Given passage -
____
# Red Standard Breeder in NY area?



## KalaMama (Nov 20, 2009)

So sorry for your loss. Try "Poodle Breeders" Standard Poodles, Miniature Poodles, Toy Poodles Breeders Directory! Good luck!


----------



## peppersb (Jun 5, 2011)

Do you want the very very very best? If so, you are in luck. You are only a 6 hour drive from Arreau Standard Poodles! Of course 6 hours is not ideal, but well worth it for the right poodle, IMO. Any litters coming, Arreau?


----------



## Sealy (Jul 16, 2012)

Thanks, peppersb. I've seen Arreau's replies many times throughout this forum, but didn't actually consider as a possible breeder b/c of location. I didn't realize just how close I am to Toronto now! 

I also came across a reference to LCM Standards. Have you heard of this PA breeder?

Thanks again!


----------



## Keithsomething (Oct 31, 2009)

LCM is an amazing breeder of apcirots and reds Sealy! Connie would be a wealth of knowledge and isn't far from you!
____
Written exercise 1 - Count the lines of the records that contain the string "grassy", treating uppercase and lowercase as different, and give only the number.
The forum thread and the records have no connection to each other.

Excerpts from pointing data -
____
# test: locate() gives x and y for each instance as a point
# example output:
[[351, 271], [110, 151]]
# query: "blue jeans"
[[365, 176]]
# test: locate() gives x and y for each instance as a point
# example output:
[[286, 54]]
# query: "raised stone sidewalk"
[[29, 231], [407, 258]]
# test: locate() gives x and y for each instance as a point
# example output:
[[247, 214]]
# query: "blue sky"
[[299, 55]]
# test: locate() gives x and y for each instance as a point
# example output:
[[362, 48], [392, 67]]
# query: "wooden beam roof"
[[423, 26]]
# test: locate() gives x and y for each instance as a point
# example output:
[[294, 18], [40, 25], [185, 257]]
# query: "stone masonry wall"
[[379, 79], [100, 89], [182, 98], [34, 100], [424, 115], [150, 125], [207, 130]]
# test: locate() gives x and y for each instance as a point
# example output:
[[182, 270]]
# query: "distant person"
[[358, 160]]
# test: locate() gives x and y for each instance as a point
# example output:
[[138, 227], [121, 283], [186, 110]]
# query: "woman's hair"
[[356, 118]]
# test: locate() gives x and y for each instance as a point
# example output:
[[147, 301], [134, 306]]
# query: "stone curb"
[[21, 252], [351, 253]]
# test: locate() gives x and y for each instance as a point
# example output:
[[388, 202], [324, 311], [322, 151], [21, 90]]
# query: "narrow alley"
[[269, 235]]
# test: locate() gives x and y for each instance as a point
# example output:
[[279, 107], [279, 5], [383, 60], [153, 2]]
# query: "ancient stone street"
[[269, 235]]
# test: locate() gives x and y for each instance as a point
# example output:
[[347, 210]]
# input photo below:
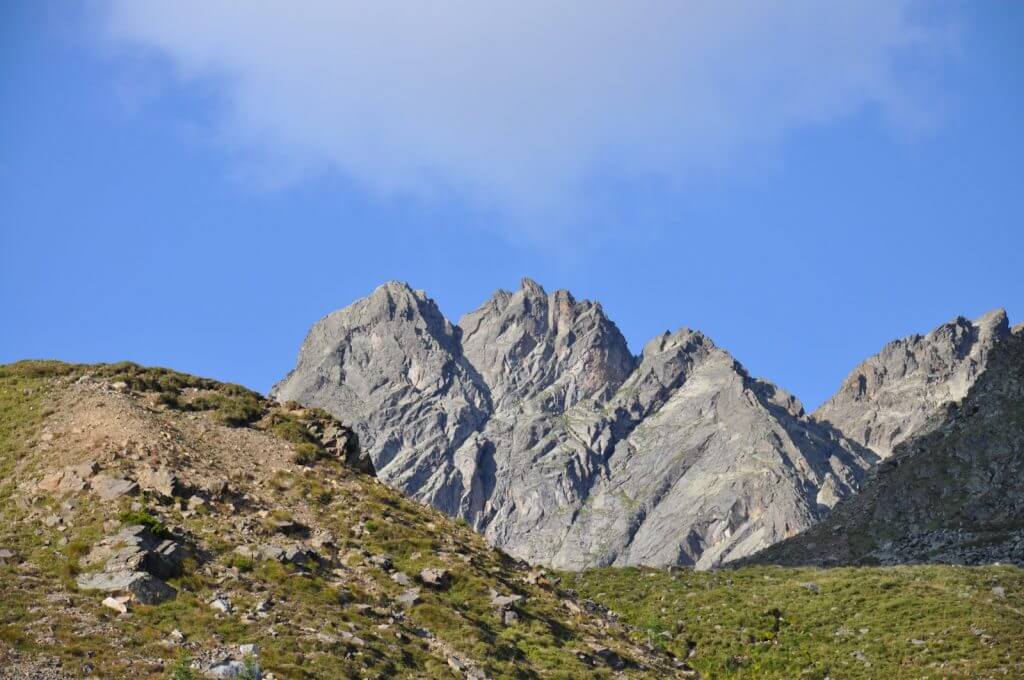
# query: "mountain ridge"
[[520, 416]]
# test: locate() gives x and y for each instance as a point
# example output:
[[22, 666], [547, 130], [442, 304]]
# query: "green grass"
[[157, 527], [907, 622], [745, 623]]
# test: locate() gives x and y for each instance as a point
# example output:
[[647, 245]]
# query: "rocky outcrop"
[[892, 395], [953, 495], [534, 422], [393, 366], [134, 562]]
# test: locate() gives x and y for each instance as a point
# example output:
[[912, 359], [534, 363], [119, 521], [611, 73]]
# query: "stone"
[[111, 489], [952, 494], [435, 578], [161, 480], [409, 597], [229, 668], [197, 503], [537, 395], [680, 457], [610, 659], [50, 482], [144, 588], [220, 604], [894, 394], [119, 604], [300, 556], [504, 601]]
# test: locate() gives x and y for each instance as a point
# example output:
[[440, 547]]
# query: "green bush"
[[157, 527], [181, 669]]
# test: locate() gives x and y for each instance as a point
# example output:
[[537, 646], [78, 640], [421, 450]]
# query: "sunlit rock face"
[[531, 420]]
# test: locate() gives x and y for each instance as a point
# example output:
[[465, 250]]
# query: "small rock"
[[119, 604], [504, 601], [197, 503], [145, 588], [613, 661], [161, 480], [435, 578], [221, 604], [409, 597], [110, 489]]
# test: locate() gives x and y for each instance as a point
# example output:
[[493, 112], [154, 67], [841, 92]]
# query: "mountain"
[[892, 395], [159, 524], [531, 420], [954, 494]]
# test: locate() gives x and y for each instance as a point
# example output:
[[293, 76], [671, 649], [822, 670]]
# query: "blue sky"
[[184, 186]]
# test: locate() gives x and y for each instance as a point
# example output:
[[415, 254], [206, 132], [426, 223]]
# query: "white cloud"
[[519, 105]]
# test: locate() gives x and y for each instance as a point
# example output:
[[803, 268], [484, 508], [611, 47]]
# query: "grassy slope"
[[766, 622], [752, 622], [86, 638]]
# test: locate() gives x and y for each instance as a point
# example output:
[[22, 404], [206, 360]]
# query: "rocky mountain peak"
[[893, 394], [543, 349], [534, 421]]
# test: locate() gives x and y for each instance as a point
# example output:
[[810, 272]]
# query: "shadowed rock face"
[[890, 396], [534, 422], [954, 494]]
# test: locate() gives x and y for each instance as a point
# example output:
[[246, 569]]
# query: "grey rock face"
[[532, 421], [689, 462], [393, 365], [890, 396], [537, 351], [952, 495]]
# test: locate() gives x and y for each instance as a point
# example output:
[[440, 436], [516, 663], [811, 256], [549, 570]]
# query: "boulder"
[[161, 480], [435, 578], [110, 489], [144, 588]]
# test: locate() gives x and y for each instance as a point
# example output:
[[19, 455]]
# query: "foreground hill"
[[531, 420], [154, 524], [952, 495], [760, 623]]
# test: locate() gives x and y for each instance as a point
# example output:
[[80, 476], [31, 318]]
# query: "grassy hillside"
[[251, 473], [251, 482], [765, 622]]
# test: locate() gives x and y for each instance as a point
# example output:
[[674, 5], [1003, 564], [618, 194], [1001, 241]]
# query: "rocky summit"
[[531, 420], [892, 395], [953, 495]]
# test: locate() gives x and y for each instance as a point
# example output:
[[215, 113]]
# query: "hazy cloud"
[[524, 107]]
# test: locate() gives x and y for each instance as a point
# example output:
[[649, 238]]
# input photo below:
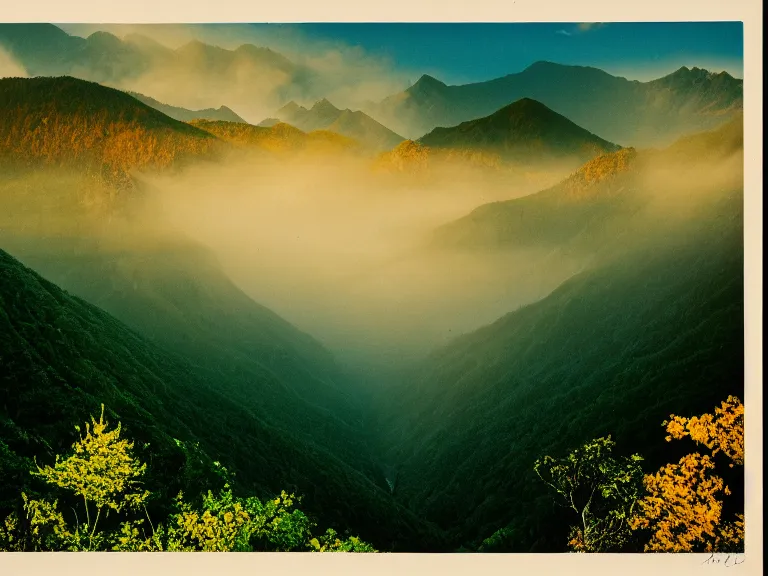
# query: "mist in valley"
[[341, 251]]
____
Written exercise 2 - Copy the stretch of the forum thread from "## Sealy (Jul" through "to Toronto now!" word for word.

Task output 1 - 2

Task output 2 -
## Sealy (Jul 16, 2012)

Thanks, peppersb. I've seen Arreau's replies many times throughout this forum, but didn't actually consider as a possible breeder b/c of location. I didn't realize just how close I am to Toronto now!